> **EXERCISE REQUIREMENTS**: Omit the images and reproduce the rest of the entries exactly.

Image point grounding data
○ ○ ○
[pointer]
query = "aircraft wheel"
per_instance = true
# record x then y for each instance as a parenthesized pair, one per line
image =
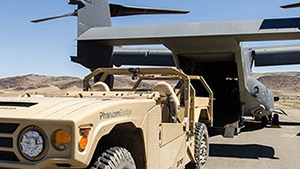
(201, 147)
(264, 121)
(115, 158)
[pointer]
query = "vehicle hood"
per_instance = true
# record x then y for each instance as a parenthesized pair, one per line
(43, 108)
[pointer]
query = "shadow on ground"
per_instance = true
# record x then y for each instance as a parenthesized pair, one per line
(289, 123)
(249, 151)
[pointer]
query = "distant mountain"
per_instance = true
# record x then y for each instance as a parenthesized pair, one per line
(280, 83)
(283, 82)
(29, 82)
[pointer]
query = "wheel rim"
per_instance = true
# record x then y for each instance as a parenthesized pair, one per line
(203, 151)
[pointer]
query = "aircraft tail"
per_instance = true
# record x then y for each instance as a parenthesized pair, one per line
(95, 13)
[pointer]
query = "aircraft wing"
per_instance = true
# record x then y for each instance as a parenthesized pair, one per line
(264, 56)
(192, 39)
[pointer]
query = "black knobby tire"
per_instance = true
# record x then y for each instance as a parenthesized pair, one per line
(201, 146)
(115, 158)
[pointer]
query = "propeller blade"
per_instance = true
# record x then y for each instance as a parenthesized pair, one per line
(120, 10)
(295, 5)
(55, 17)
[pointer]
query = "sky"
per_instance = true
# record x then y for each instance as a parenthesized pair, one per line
(45, 48)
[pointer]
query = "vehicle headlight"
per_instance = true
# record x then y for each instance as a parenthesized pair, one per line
(32, 143)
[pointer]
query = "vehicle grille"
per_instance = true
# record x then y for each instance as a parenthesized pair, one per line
(8, 156)
(17, 104)
(6, 142)
(8, 128)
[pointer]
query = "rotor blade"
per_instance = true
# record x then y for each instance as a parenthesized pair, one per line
(55, 17)
(120, 10)
(295, 5)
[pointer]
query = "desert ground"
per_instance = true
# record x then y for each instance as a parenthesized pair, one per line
(260, 148)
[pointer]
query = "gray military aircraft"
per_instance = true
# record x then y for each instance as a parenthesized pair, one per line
(213, 50)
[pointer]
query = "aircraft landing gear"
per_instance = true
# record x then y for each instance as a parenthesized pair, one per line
(264, 121)
(275, 121)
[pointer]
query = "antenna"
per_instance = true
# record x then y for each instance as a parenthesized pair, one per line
(294, 5)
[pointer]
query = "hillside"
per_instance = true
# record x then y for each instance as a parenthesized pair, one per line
(283, 84)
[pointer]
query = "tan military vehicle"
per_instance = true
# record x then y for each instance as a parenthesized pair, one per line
(162, 126)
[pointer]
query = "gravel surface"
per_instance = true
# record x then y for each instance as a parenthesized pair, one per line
(260, 148)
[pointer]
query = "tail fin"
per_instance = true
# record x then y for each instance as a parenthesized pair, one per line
(95, 13)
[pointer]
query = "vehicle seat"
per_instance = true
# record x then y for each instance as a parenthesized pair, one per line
(169, 101)
(100, 86)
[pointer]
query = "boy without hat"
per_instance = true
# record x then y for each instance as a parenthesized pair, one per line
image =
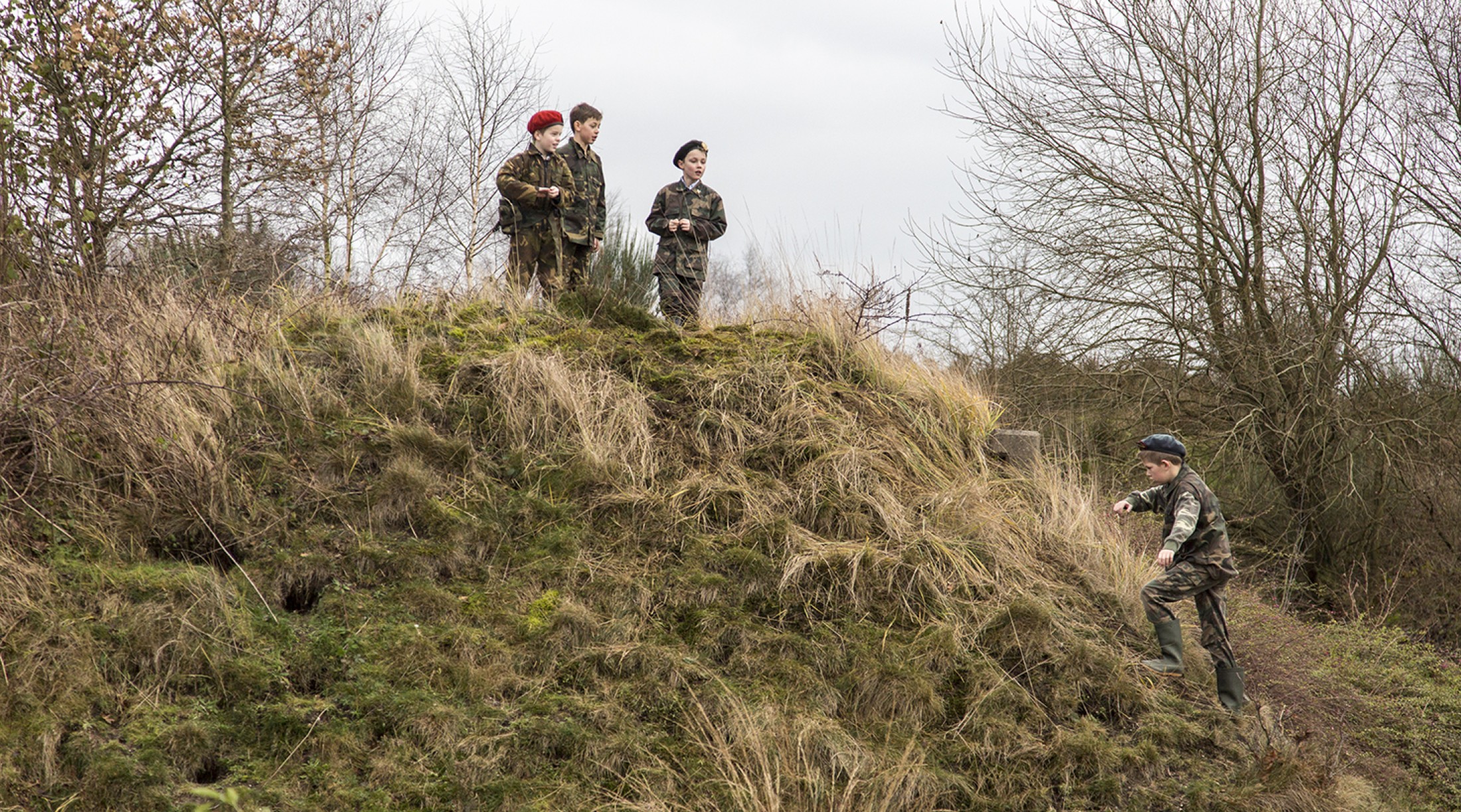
(535, 186)
(685, 215)
(585, 220)
(1195, 558)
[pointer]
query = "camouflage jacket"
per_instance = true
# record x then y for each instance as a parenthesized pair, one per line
(684, 253)
(517, 181)
(583, 222)
(1193, 523)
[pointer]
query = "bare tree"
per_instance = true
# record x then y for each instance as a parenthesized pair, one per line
(107, 110)
(488, 84)
(354, 82)
(1430, 293)
(1210, 186)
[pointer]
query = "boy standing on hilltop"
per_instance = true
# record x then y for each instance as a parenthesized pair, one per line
(583, 222)
(535, 187)
(687, 215)
(1195, 558)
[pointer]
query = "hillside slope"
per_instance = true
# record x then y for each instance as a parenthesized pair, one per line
(458, 555)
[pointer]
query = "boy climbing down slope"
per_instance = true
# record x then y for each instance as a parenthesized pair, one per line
(687, 215)
(1195, 558)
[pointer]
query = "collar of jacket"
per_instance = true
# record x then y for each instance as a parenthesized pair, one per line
(583, 151)
(1184, 473)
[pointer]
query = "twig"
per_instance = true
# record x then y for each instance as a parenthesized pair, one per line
(222, 546)
(298, 745)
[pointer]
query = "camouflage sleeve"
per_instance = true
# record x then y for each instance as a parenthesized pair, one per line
(1144, 500)
(656, 221)
(1184, 522)
(601, 210)
(713, 225)
(513, 187)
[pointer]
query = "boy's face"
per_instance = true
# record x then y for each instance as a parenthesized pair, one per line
(1162, 472)
(693, 165)
(549, 137)
(586, 132)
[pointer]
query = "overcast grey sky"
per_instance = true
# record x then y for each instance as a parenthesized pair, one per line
(820, 116)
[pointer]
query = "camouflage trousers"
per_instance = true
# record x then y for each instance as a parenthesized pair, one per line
(535, 252)
(1203, 583)
(680, 297)
(576, 262)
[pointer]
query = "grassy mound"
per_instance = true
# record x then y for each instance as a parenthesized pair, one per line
(459, 555)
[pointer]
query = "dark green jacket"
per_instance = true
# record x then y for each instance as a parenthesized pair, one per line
(685, 253)
(1199, 536)
(519, 180)
(583, 222)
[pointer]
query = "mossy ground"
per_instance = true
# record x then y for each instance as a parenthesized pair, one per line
(465, 555)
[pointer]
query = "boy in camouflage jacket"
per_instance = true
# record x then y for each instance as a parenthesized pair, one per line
(583, 222)
(1195, 558)
(685, 215)
(535, 187)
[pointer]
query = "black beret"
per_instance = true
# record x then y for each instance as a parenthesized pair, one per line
(684, 151)
(1163, 443)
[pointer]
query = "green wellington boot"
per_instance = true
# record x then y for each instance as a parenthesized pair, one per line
(1169, 635)
(1231, 689)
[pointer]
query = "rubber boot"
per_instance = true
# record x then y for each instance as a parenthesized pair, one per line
(1169, 635)
(1231, 689)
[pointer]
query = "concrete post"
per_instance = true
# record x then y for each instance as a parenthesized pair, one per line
(1020, 449)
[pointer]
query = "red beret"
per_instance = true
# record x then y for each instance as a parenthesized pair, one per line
(544, 119)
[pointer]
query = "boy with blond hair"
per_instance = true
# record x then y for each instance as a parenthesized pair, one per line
(585, 221)
(1195, 560)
○ ○ ○
> **YOUR RESPONSE**:
[pointer]
query = "aircraft wheel"
per_instance = true
# record x then y for each instance as a parenthesized pair, one per line
image =
(201, 147)
(264, 121)
(115, 158)
[pointer]
query = "vehicle hood"
per_instance = true
# record x then y for each instance as a parenthesized pair, one per line
(43, 108)
[pointer]
query = "shadow on ground"
per_instance = true
# record x then y for each instance as a parenthesized pair, one per line
(289, 123)
(249, 151)
[pointer]
query = "distant mountain"
per_instance = true
# record x then y for each instance as a parenthesized pair, one per line
(280, 83)
(283, 82)
(29, 82)
[pointer]
query = "wheel rim"
per_instance = true
# record x then y for each instance as a parenthesized pair, one per line
(203, 151)
[pointer]
query = "aircraft tail"
per_instance = true
# record x then y for each instance as a parenthesized pair, one per line
(95, 13)
[pointer]
query = "aircraft wing"
per_instance = true
# record x then y for each instance as a parenthesized pair, one per line
(264, 56)
(192, 39)
[pointer]
query = "black knobby tire"
per_instance = true
# record x then y for each instance as a parenthesized pair, one per line
(201, 146)
(115, 158)
[pointer]
query = "propeller blade"
per_instance = true
# record x then y for each instance as a parenthesized pair, one per line
(120, 10)
(295, 5)
(55, 17)
[pointer]
query = "sky"
per_instance = true
# record x then y for each instance as a parenthesized pair, one per line
(45, 48)
[pointer]
query = "vehicle headlight"
per_instance = true
# record x then y for each instance as a parenthesized pair, one per line
(32, 143)
[pointer]
query = "vehicle grille"
per_instance = true
# record x then y for each instance as a parenthesized pair, one per line
(8, 156)
(17, 104)
(6, 142)
(8, 128)
[pointer]
query = "rotor blade"
per_instance = true
# record x then y for each instance as a parenthesized pair, one per line
(55, 17)
(120, 10)
(295, 5)
[pointer]
query = "desert ground"
per_instance = true
# record x then y for each instance as a parenthesized pair, one per line
(260, 148)
[pointer]
query = "gray military aircraft"
per_instance = true
# record x then y for each instance as a parenthesized pair, one per line
(213, 50)
[pointer]
query = "aircraft landing gear"
per_instance = true
# record x then y for each instance as a parenthesized pair, one per line
(264, 121)
(275, 121)
[pointer]
query = "antenna"
per_instance = true
# record x then y for each instance as a parenthesized pair, one per line
(294, 5)
[pointer]
query = "hillside"
per_instance = true
# record x then y for each instance as a parenthesized pair, one per line
(283, 84)
[pointer]
query = "tan military vehicle"
per_instance = true
# record x then y for each instance as a parenthesized pair, one per line
(162, 126)
[pointer]
query = "gravel surface"
per_instance = true
# record x then y for each instance as a parenthesized pair, one per line
(260, 148)
[pointer]
query = "tail fin"
per_instance = true
# record x then y for each instance as a parenthesized pair, one per line
(95, 13)
[pointer]
query = "vehicle seat"
per_instance = true
# record x then y for each instance as a parenthesized pair, one per line
(169, 101)
(100, 86)
[pointer]
query = "boy without hat"
per_instance = true
# record x then y for each instance as a parenthesized pair, one per line
image =
(535, 186)
(685, 215)
(585, 220)
(1195, 558)
[pointer]
query = "camouflage jacket"
per_instance = true
# record x then y for each instance as a parenthesized pair, one per line
(684, 253)
(517, 181)
(583, 222)
(1193, 523)
[pointer]
query = "bare tree"
per_instance = true
# record x then y for each instance as a parenthesized pair, one per line
(107, 110)
(488, 84)
(354, 82)
(1430, 293)
(1210, 186)
[pointer]
query = "boy standing on hilltop"
per_instance = true
# record x then y for each instance as a parenthesized pair, one per line
(583, 222)
(535, 187)
(687, 215)
(1195, 558)
[pointer]
query = "hillside slope"
per_instance = true
# record x then y for each instance as a parenthesized pair, one per line
(458, 555)
[pointer]
query = "boy climbing down slope"
per_instance = true
# record x then y for each instance as a parenthesized pair, one per line
(687, 215)
(1195, 558)
[pointer]
query = "collar of jacket"
per_instance = true
# record x then y for each instance as a parenthesized pair, one per line
(583, 151)
(1184, 473)
[pointer]
query = "twig"
per_instance = true
# record x then y for each instance as a parenthesized pair, one per line
(222, 546)
(298, 745)
[pointer]
query = "camouflage sleeve"
per_instance = true
# record x then y for each instance as a parenthesized pair, one per line
(1144, 500)
(656, 221)
(1184, 522)
(601, 210)
(713, 225)
(513, 187)
[pointer]
query = "boy's face"
per_instance = true
# record x then y for each instance as a parenthesized pair, one per line
(1162, 472)
(693, 165)
(549, 137)
(586, 132)
[pointer]
query = "overcast grey sky"
per_instance = true
# record x then y for each instance as a parenthesized pair, one per line
(820, 116)
[pointer]
query = "camouflage trousers"
per_instance = true
# record x then y for each instance as a parenthesized pair, one per line
(535, 252)
(1203, 583)
(680, 297)
(576, 262)
[pointer]
query = "grassy mound"
per_instance = true
# record x then y for each instance as a parenthesized pair, one per line
(459, 555)
[pointer]
query = "dark green jacket"
per_instance = true
# record x then y for each instance as a parenthesized pair, one per line
(685, 253)
(1199, 536)
(519, 180)
(583, 222)
[pointer]
query = "mossy ground"
per_instance = true
# record x then y for each instance as a parenthesized pair, one per line
(465, 555)
[pointer]
query = "boy in camouflage jacket"
per_instance = true
# record x then y for each instance as a parenthesized pair, one per line
(583, 222)
(1195, 558)
(685, 215)
(535, 187)
[pointer]
query = "black beret"
per_instance = true
# record x then y for each instance as a parenthesized pair, one per line
(684, 151)
(1163, 443)
[pointer]
query = "green wellington boot"
per_instance = true
# record x then y for each instance as a parenthesized pair, one per line
(1169, 635)
(1231, 689)
[pointer]
query = "rubber boot"
per_instance = true
# record x then y for each instance as a parenthesized pair, one per line
(1169, 635)
(1231, 689)
[pointer]
query = "concrete post"
per_instance = true
# record x then y for each instance as a parenthesized pair, one per line
(1020, 449)
[pointer]
query = "red beret"
per_instance = true
# record x then y for each instance as a parenthesized pair, one per line
(544, 119)
[pointer]
query = "boy with blond hair"
per_instance = true
# record x then y for each instance as a parenthesized pair, one per line
(585, 221)
(1195, 560)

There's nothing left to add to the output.